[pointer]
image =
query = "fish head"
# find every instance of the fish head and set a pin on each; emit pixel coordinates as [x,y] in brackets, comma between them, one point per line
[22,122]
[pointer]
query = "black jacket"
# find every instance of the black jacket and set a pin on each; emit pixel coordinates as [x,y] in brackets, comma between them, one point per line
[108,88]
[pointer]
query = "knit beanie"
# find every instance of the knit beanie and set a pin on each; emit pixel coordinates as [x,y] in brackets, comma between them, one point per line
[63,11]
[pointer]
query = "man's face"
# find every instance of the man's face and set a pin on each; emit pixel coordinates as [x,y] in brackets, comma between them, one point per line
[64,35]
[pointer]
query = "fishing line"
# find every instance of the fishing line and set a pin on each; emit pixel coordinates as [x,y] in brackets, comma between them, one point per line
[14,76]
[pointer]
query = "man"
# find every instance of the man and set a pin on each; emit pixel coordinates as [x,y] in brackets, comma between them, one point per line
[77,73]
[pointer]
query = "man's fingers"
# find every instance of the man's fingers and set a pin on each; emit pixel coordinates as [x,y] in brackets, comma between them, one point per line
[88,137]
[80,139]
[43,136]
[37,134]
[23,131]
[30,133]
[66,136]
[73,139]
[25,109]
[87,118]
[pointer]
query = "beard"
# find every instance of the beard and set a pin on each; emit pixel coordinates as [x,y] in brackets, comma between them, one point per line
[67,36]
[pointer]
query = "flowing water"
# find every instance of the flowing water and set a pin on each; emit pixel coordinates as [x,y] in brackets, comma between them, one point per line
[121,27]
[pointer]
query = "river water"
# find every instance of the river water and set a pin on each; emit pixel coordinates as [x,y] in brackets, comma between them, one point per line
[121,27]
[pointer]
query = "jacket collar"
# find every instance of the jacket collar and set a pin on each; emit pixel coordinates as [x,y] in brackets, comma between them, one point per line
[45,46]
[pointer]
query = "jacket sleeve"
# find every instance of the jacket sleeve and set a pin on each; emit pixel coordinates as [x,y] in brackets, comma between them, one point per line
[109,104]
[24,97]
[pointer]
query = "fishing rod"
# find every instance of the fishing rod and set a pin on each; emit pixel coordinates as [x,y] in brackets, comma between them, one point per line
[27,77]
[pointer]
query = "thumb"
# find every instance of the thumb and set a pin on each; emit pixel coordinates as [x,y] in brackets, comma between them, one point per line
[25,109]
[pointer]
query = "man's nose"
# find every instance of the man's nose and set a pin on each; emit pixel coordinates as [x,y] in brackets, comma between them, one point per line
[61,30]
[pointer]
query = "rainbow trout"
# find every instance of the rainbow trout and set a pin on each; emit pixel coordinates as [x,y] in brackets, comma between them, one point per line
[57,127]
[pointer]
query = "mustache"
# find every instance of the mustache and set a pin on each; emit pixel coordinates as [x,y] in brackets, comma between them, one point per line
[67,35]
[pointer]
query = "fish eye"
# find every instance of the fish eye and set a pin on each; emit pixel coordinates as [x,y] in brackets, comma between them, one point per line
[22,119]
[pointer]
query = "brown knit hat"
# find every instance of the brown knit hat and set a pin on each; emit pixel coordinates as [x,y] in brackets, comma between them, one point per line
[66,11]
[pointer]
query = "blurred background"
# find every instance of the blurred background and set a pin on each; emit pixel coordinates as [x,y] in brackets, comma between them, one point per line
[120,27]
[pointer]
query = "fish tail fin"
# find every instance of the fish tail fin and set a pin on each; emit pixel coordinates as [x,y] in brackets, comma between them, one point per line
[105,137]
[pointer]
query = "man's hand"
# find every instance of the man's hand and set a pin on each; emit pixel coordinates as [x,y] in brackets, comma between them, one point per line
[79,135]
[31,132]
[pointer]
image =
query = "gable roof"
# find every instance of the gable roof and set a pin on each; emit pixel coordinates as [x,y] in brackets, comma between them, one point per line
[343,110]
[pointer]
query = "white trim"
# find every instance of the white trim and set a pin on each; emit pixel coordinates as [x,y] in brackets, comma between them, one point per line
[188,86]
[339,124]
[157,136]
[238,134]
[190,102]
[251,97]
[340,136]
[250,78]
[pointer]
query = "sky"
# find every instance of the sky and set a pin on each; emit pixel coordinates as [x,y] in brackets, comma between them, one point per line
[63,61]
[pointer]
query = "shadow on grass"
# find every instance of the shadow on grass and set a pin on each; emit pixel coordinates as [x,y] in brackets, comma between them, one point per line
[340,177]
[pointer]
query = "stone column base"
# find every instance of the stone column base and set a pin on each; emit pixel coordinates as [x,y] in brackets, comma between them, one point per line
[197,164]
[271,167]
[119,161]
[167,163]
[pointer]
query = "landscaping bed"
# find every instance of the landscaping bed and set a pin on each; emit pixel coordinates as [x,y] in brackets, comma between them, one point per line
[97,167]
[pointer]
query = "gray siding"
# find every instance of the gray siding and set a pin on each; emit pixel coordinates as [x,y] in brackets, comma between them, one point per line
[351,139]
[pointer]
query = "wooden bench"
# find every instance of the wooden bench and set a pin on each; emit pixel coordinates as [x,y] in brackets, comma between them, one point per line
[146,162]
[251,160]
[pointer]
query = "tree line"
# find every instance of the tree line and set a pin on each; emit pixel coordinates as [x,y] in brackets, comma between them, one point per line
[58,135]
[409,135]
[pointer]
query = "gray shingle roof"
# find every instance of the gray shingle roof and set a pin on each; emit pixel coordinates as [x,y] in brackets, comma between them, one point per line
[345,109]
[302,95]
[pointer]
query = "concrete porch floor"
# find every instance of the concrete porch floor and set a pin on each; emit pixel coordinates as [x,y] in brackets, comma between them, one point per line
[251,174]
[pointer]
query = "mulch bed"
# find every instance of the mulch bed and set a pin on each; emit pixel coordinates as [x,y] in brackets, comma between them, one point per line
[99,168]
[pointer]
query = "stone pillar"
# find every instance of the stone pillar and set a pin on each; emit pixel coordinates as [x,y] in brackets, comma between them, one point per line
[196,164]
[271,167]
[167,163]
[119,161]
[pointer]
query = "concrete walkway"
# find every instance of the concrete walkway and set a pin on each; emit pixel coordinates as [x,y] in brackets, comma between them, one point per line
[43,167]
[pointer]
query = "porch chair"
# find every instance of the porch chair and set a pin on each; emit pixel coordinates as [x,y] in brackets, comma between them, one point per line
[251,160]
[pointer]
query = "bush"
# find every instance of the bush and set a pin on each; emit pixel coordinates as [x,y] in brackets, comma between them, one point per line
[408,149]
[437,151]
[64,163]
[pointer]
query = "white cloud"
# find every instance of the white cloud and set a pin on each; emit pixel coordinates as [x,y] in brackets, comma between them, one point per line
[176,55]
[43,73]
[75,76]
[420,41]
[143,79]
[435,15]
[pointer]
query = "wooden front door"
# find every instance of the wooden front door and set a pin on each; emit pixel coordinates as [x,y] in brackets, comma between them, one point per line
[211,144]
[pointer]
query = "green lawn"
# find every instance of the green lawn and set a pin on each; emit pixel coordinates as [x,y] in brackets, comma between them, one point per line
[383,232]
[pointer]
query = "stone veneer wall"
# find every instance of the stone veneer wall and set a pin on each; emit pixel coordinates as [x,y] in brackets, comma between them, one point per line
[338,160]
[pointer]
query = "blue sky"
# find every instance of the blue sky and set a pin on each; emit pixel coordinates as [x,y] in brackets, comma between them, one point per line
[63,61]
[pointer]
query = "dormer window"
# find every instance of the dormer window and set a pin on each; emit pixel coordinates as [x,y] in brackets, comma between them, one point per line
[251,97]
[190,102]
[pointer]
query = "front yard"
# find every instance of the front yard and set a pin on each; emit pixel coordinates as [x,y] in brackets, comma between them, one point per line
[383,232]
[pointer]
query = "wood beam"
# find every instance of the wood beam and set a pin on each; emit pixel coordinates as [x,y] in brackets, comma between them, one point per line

> **TASK DIRECTIONS**: Restate each of the entries above verbatim.

> **COMPLETE ANSWER**:
[pointer]
image =
query = "fish head"
# find every instance of the fish head and set a pin on each; emit pixel coordinates as [x,y] in brackets, comma between them, one point per line
[22,122]
[pointer]
query = "black jacket"
# find every instance of the black jacket and set a pin on each; emit pixel coordinates as [x,y] in brackets, comma between them, one point per line
[108,88]
[pointer]
query = "knit beanie"
# find every instance of the knit beanie and set a pin on each; emit pixel coordinates as [x,y] in brackets, comma between them, one point per line
[63,11]
[pointer]
query = "man's face"
# find every instance of the man's face and set a pin on each; emit pixel coordinates as [x,y] in brackets, comma between them, one point per line
[64,35]
[pointer]
query = "fishing line"
# find every instance of the fishing line and set a pin on each; emit pixel coordinates as [x,y] in brackets, comma between them, one point per line
[14,76]
[pointer]
query = "man"
# find every instance of the man and set a pin on each; emit pixel coordinates as [x,y] in brackets, comma between them, one point per line
[77,73]
[pointer]
query = "man's fingers"
# find every instance of the man's fingers and set a pin on each; emit pixel coordinates as [x,y] in brackets, comma between them, one point per line
[88,137]
[80,139]
[43,136]
[37,134]
[23,131]
[30,133]
[66,136]
[73,139]
[25,109]
[87,118]
[pointer]
query = "beard"
# find every instance of the beard and set a pin on each; emit pixel coordinates as [x,y] in brackets, comma between them, one point per line
[67,36]
[pointer]
query = "flowing water"
# find every instance of the flowing water and set a pin on each; emit pixel coordinates as [x,y] in brackets, comma between them, one point per line
[121,27]
[pointer]
query = "river water"
# find every instance of the river water and set a pin on each; emit pixel coordinates as [x,y] in brackets, comma between them, one point per line
[121,27]
[pointer]
query = "jacket collar"
# find every instance of the jacket collar and set a pin on each; emit pixel coordinates as [x,y] in brackets, comma between them, one point per line
[45,46]
[pointer]
query = "jacket sleeve"
# find every instance of the jacket sleeve and set a pin on each; emit pixel coordinates as [x,y] in brackets, comma between them, one point per line
[109,104]
[24,97]
[pointer]
query = "fishing rod"
# find every instance of the fishing rod and set a pin on each; emit pixel coordinates as [x,y] in brackets, comma between them, one point per line
[27,77]
[pointer]
query = "thumb"
# find every instance of the thumb and set a pin on each; emit pixel coordinates as [x,y] in brackets, comma between them, one point per line
[25,109]
[pointer]
query = "man's nose"
# find every instance of the man's nose and set a pin on each; emit pixel coordinates as [x,y] in brackets, comma between them, one point per line
[61,30]
[pointer]
query = "rainbow trout"
# find every instance of the rainbow trout and set a pin on each; emit pixel coordinates as [x,y] in brackets, comma between them, one point per line
[57,127]
[pointer]
query = "mustache"
# find every instance of the mustache and set a pin on each; emit pixel coordinates as [x,y] in brackets, comma between them, one point per line
[67,35]
[pointer]
query = "fish eye"
# find every instance of the fish eye and set a pin on each; emit pixel coordinates as [x,y] in brackets, comma between them, one point per line
[22,119]
[pointer]
query = "brown knit hat"
# find every instance of the brown knit hat and set a pin on each; emit pixel coordinates as [x,y] in brackets, comma between them, one point per line
[66,11]
[pointer]
query = "blurred background"
# find every instance of the blurred background and set a pin on each; emit pixel coordinates as [x,y] in brackets, comma between them, one point per line
[120,27]
[pointer]
query = "fish tail fin"
# find every instance of the fish tail fin and set a pin on each; emit pixel coordinates as [x,y] in brackets, comma between them, one point per line
[105,137]
[pointer]
query = "man's hand"
# find every instance of the man's hand and set a pin on each; emit pixel coordinates as [x,y] in brackets, comma between them, one point per line
[79,135]
[31,132]
[pointer]
image =
query = "gable roof"
# find every instance of the gable roof and set a pin on each; emit pixel coordinates as [x,y] in brackets, comma between them, one point per line
[343,110]
[pointer]
query = "white trim"
# find every instance of the white trim and set a pin on each; emit pixel coordinates as [x,y] in brackets, comma between them, one point per line
[188,86]
[339,124]
[157,136]
[238,134]
[190,102]
[251,97]
[340,136]
[250,78]
[pointer]
query = "sky"
# find every instance of the sky and set a pin on each; emit pixel coordinates as [x,y] in brackets, comma between them, one point per line
[63,61]
[pointer]
query = "shadow on grass"
# find every instance of the shadow on grass and set a pin on each; emit pixel coordinates as [x,y] in brackets, comma between them, one point per line
[340,177]
[pointer]
query = "stone column base"
# find every instance of the stone column base and set a pin on each; emit pixel coordinates as [x,y] in brackets, comma between them, one point per line
[197,164]
[271,167]
[119,161]
[167,163]
[pointer]
query = "landscaping bed"
# find every instance of the landscaping bed and set a pin on each; emit pixel coordinates as [x,y] in brackets, comma between them, one point per line
[97,167]
[pointer]
query = "gray siding"
# find every instance of the gray siding and set a pin on each; emit pixel coordinates as [x,y] in brackets, comma between them, one point per line
[351,139]
[pointer]
query = "wooden bench"
# find every instance of the wooden bench and set a pin on each; emit pixel coordinates as [x,y] in brackets, comma between them, one point per line
[146,162]
[251,160]
[pointer]
query = "tree line"
# find every instance of the tree line and set a pin on each; emit pixel coordinates as [x,y] in brackets, comma between them, one point per line
[58,135]
[409,135]
[pointer]
query = "gray shingle roof"
# find every instance of the gray shingle roof and set a pin on each; emit pixel coordinates as [x,y] in brackets, comma between them, one point per line
[345,109]
[302,95]
[pointer]
query = "concrete porch floor"
# find every instance of the concrete porch floor and set a pin on each; emit pixel coordinates as [x,y] in brackets, comma between them, one point per line
[251,174]
[pointer]
query = "mulch bed"
# find every instance of the mulch bed and set a pin on each; emit pixel coordinates as [x,y] in brackets, comma between them, one point per line
[99,168]
[pointer]
query = "stone pillar"
# find every instance of the stone pillar and set a pin on each; emit pixel coordinates as [x,y] in brackets, comma between them, one point per line
[196,164]
[271,167]
[167,163]
[119,161]
[pointer]
query = "concrete walkway"
# find every instance of the concrete walkway and set a pin on each; emit pixel coordinates as [x,y] in brackets, comma between them, one point per line
[43,167]
[pointer]
query = "porch chair"
# find every instance of the porch chair and set a pin on each; emit pixel coordinates as [x,y] in brackets, comma between them, one point per line
[251,160]
[pointer]
query = "bush"
# find every instance of the bush and set a pin on each; emit pixel coordinates as [x,y] in brackets, comma between them, one point per line
[408,149]
[437,151]
[64,163]
[pointer]
query = "white cloud"
# find every instance of the white cloud and set a pin on each; emit pixel coordinates as [x,y] in brackets, comma between them, one point per line
[176,55]
[43,73]
[75,76]
[420,41]
[143,79]
[435,15]
[pointer]
query = "wooden front door"
# find every instance of the wooden front door and set a pin on each; emit pixel coordinates as [x,y] in brackets, comma between them, one point per line
[211,144]
[pointer]
query = "green lawn"
# find every instance of the green lawn and set a pin on each; emit pixel coordinates as [x,y] in brackets, comma between them, one point per line
[383,232]
[pointer]
query = "stone veneer wall"
# find every instance of the stone veneer wall and set a pin on each; emit pixel coordinates as [x,y] in brackets, comma between them, one point per line
[338,160]
[pointer]
query = "blue sky"
# find every instance of the blue sky and set a pin on each; emit pixel coordinates as [x,y] in brackets, comma between them, one point per line
[63,61]
[pointer]
query = "dormer window"
# find every instance of the dormer window and set a pin on each; emit pixel coordinates as [x,y] in brackets, comma between them, one point per line
[251,97]
[190,102]
[pointer]
query = "front yard"
# find every instance of the front yard and set a pin on each; emit pixel coordinates as [x,y] in brackets, comma between them, one point per line
[383,232]
[pointer]
query = "wood beam"
# find every instance of the wood beam and set a pin on each; emit pixel coordinates as [x,y] in brackets, comma between them, one point per line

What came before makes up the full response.